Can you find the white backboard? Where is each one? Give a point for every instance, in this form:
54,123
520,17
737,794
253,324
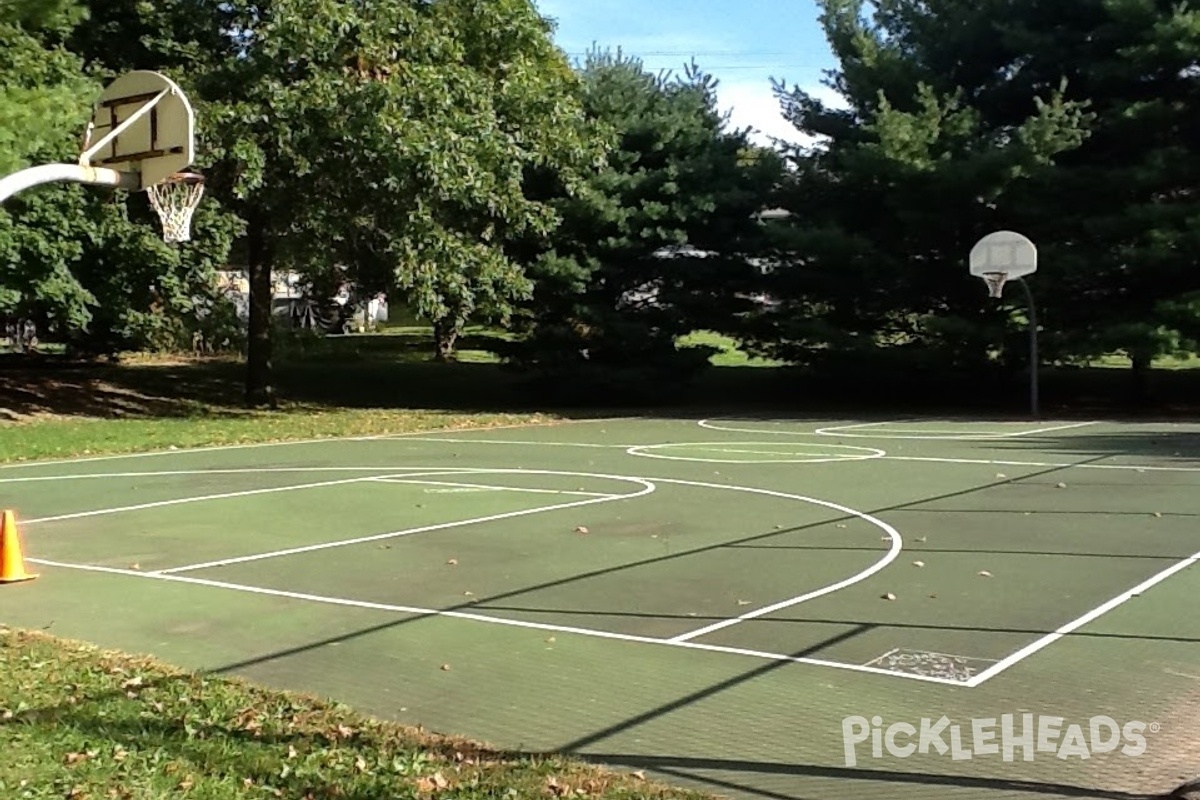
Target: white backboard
161,138
1007,252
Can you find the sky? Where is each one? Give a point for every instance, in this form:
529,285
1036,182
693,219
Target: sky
743,43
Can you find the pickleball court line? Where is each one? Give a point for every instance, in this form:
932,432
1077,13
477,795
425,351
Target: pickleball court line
493,620
647,488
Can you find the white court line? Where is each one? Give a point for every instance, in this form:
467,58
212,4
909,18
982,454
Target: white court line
203,498
647,488
937,434
897,545
825,453
1137,468
931,434
509,441
498,488
249,470
498,620
222,495
1096,613
1071,426
415,434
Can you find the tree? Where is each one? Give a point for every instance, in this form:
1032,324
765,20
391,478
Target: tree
1071,122
42,92
658,244
89,264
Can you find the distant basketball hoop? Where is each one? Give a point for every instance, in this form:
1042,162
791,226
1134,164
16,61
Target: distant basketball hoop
142,137
999,258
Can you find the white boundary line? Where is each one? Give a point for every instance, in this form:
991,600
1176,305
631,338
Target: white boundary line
381,437
250,470
486,487
682,641
847,431
825,455
498,620
1137,468
1096,613
997,668
203,498
647,488
511,443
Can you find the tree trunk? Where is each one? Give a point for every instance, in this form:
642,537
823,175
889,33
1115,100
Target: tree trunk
445,336
258,346
1140,374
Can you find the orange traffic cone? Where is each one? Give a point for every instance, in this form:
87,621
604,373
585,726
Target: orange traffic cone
12,563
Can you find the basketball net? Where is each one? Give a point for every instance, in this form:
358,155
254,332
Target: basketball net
174,200
995,283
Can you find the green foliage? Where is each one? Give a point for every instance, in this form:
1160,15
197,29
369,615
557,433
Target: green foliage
1072,122
657,244
43,97
393,140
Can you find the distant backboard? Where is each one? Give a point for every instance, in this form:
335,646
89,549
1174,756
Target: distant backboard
1005,251
1001,257
143,124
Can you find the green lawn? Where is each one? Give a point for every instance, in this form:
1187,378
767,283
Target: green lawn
82,723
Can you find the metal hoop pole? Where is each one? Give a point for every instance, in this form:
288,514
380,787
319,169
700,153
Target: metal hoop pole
1035,367
33,176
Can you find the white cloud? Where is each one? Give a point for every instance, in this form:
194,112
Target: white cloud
754,104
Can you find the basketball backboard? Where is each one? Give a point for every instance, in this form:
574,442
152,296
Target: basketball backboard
1002,256
142,124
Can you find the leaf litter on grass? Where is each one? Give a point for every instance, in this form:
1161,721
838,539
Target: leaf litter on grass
99,723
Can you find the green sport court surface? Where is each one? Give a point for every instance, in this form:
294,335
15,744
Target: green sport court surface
705,600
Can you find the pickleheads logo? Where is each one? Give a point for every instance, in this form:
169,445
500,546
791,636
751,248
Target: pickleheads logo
1005,737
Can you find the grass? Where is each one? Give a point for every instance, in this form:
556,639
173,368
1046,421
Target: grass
82,723
67,438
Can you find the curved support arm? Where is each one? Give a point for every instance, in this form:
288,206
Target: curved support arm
34,176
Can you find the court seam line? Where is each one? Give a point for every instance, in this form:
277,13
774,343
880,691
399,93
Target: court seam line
381,437
1144,468
647,488
203,498
403,481
1080,621
244,470
897,546
496,620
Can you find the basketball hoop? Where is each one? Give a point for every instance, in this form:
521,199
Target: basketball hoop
174,200
995,283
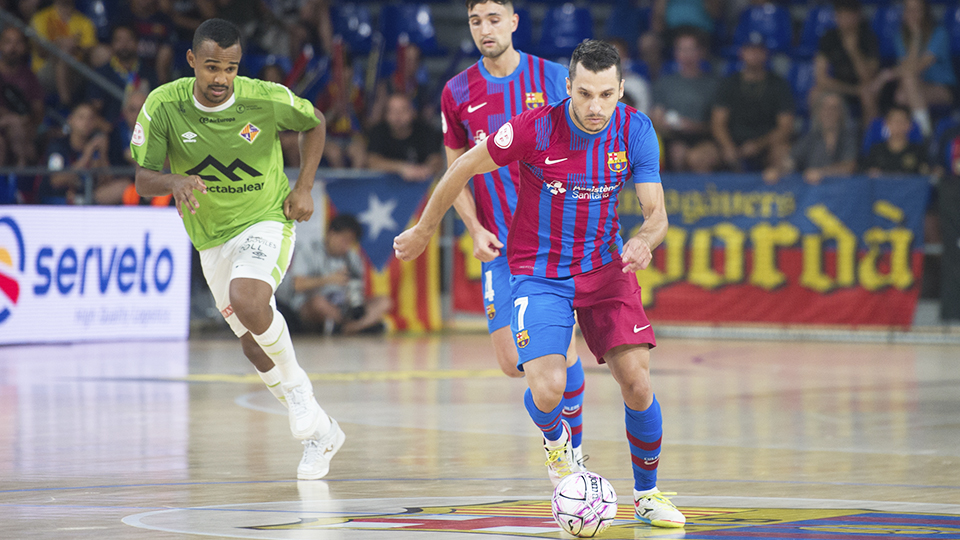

REQUIREMENT
Your copy should consist solely of the lines from the line containing "Target: court seam line" through the last line of the records above, reproduced exactly, with the pictures left out.

EXERCISE RESULT
Target: court seam line
381,437
1144,468
647,488
203,498
403,481
1080,621
244,470
897,546
496,620
Can you find the basketball hoop? Where is each one? Give a point for every instance, in this form:
521,199
Target: basketball hoop
174,200
995,283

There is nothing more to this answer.